** Opening Excerpt provided block **

Cell phone educational app

Lock&Stock is a mobile application in the educational sector intended at helping students by discouraging the use of mobile phones during classes. They aim to reduce the use of cell phones by students and encourage their digital wellbeing by providing rewards and points when they stay off their phones. The application has 1,181 university partners and has dispersed over AED 3 million scholarships in 2020.

==History==
The Lock&Stock app was founded in 2017 and is headquartered in Dubai, UAE. Craig Fernandes, a former student at the University of Iowa in the United States founded the Lock&Stock app along with his father Ian Fernandes as co-founder and COO, and with Hussain Ali Asgar, joining as Chief Marketing Officer. It was founded to counter the menace of digital addiction, with students wasting approximately 20% of their time on mobile phones during classes. According to new research from the United Arab Emirates University, almost 30 percent of young Emiratis might be addicted to their phones.

==Features==
Lock&Stock is a free to use mobile app for students that allows them to earn keys each time their phones are locked. A student earns one key for every minute they are away from their phones. The longer time the student's phone is locked, the more rewards he earns. The app is programmed to only work on campuses. Students can use their rewards to get discounts from brands and to secure scholarships. Once the student leaves the marked radius, they can no longer collect rewards. Lock&Stock recently launched SecureMyScholarship, a website that allows students to secure scholarships from over 1,000 universities.

** Closing Excerpt provided block **
** Opening Information block **

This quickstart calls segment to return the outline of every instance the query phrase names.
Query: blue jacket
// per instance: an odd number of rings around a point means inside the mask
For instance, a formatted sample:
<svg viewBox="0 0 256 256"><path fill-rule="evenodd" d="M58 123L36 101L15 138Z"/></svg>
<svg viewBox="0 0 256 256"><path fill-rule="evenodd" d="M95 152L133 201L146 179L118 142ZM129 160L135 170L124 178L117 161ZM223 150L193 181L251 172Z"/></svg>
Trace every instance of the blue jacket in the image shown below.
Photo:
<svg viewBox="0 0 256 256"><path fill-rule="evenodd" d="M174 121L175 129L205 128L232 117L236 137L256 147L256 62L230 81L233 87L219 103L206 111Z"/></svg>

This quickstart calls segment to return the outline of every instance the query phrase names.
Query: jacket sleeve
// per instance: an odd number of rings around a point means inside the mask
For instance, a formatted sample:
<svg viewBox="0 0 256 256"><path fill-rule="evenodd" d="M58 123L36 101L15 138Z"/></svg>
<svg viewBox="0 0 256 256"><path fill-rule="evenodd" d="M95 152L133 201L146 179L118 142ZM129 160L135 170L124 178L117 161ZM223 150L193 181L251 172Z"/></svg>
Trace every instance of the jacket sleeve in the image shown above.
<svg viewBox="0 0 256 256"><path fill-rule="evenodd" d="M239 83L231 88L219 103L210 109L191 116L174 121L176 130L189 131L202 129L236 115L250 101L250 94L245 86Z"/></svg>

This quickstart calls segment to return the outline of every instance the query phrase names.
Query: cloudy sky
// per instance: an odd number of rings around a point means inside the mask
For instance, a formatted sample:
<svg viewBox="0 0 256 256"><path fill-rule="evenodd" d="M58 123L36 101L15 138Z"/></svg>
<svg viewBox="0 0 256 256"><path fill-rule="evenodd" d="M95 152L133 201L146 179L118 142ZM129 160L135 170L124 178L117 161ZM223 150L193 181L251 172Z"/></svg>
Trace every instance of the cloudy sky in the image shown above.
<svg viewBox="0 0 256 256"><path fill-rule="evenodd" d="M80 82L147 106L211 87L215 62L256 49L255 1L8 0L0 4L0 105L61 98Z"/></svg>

** Closing Information block **

◆ Exercise instructions:
In the excerpt about the Lock&Stock app, what year was the app founded, and what city is its headquarters in?

◆ Task result:
It was founded in 2017 and is headquartered in Dubai, UAE.